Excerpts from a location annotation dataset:
========

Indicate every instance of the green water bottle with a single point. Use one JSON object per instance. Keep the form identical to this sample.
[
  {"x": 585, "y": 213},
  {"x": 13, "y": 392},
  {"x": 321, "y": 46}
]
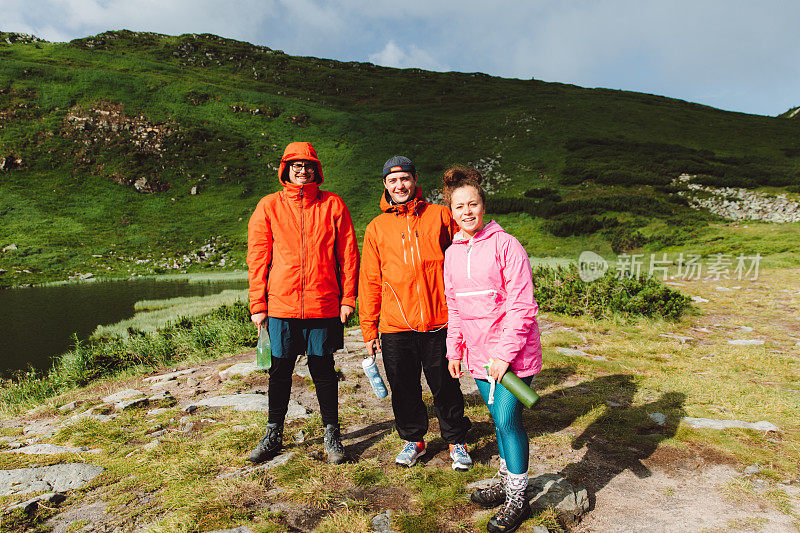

========

:: Written exercise ::
Reproduce the records above word for word, including every line of text in them. Omit the pictures from your answer.

:: Response ::
Indicate every instance of the green water bottle with a single point. Use one JSON object per instance. Keep the form identical to this sample.
[
  {"x": 585, "y": 213},
  {"x": 13, "y": 392},
  {"x": 321, "y": 46}
]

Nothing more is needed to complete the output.